### THE INPUT
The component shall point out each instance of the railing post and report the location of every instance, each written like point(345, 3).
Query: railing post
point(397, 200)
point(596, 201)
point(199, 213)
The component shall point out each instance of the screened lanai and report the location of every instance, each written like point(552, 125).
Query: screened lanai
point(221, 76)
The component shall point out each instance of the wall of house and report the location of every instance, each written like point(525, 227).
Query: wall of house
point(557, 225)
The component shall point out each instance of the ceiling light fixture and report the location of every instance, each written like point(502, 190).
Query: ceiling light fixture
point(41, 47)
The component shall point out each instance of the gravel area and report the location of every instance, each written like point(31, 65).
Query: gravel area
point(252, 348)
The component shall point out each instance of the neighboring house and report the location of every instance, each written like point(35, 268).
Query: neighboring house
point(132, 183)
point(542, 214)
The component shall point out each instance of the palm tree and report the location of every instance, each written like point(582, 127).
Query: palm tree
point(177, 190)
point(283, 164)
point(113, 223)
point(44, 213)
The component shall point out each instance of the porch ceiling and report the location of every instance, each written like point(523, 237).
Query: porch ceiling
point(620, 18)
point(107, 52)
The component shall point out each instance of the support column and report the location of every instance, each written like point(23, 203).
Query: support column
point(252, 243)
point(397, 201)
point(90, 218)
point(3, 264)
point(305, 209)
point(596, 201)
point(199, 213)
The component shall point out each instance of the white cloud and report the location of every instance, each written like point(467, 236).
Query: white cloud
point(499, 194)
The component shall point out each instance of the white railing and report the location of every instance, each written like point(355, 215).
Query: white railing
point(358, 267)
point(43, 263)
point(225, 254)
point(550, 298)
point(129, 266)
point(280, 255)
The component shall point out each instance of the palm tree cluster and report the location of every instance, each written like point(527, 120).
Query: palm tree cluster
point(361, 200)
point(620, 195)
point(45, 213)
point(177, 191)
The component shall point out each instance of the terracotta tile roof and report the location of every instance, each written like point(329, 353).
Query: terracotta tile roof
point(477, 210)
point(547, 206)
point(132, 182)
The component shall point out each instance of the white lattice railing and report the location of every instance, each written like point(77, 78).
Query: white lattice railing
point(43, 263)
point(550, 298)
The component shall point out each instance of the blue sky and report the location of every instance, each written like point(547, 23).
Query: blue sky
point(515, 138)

### WHAT YOU SHOULD DO
Give the complete listing a second time, exactly as it reads.

### EXPECTED ANSWER
The component shall point out each instance of the railing post and report the location of every instance, each written like point(345, 3).
Query: railing post
point(397, 200)
point(596, 201)
point(199, 213)
The component shall point out each instance of the screened lanai and report the location of every instance, each written like point(552, 125).
Query: screened lanai
point(221, 76)
The component shall point out each instance of the wall of house and report the location of every instance, each written like point(525, 227).
Query: wall of house
point(557, 225)
The component shall point out each instance of the ceiling light fixture and report the location of every instance, each written like point(502, 190).
Query: ceiling light fixture
point(41, 47)
The component shall point out each instance of the gravel area and report the location of every instance, each written like point(31, 65).
Query: gravel area
point(252, 348)
The component shall point out each instance of the neighboring house and report the location of every instance, each written like point(35, 268).
Query: neighboring house
point(132, 183)
point(542, 214)
The component shall point out each instance of the palm tree and report the location of every instance, each written like point(582, 127).
Query: palm tree
point(177, 190)
point(283, 164)
point(113, 223)
point(44, 213)
The component shall point out each instance of the porch ceiling and report the location of every instance, each written like point(523, 237).
Query: porch ceiling
point(620, 18)
point(107, 52)
The component shall point out each instance of the support column and report the location of every instance, each written like point(23, 203).
Query: support column
point(252, 243)
point(397, 201)
point(90, 218)
point(3, 264)
point(305, 209)
point(596, 201)
point(199, 213)
The component shall point out each instance of the white cloud and report the location of every instance, each written like point(467, 236).
Query: white cloud
point(499, 194)
The component shall point out each instance of the white railing and report the location of every instance, each written like point(355, 215).
Query: white railing
point(358, 267)
point(43, 263)
point(225, 254)
point(550, 298)
point(129, 266)
point(280, 255)
The component shall point out each instance of the palm tree cluster and report the location of every instance, each written like point(527, 120).
Query: palm tree cluster
point(361, 200)
point(620, 195)
point(45, 213)
point(177, 191)
The component shall point out each instance of the terracotta tile roof and report the location of every instance, each written like point(329, 353).
Query: terracotta tile roof
point(477, 210)
point(547, 206)
point(132, 182)
The component shall point out each instance of the white lattice railing and report the location of every instance, each written like point(77, 78).
Query: white lattice railing
point(43, 263)
point(550, 298)
The component shall point out each instance of the blue sky and report the location of every instance, each written like point(547, 23).
Query: blue sky
point(515, 138)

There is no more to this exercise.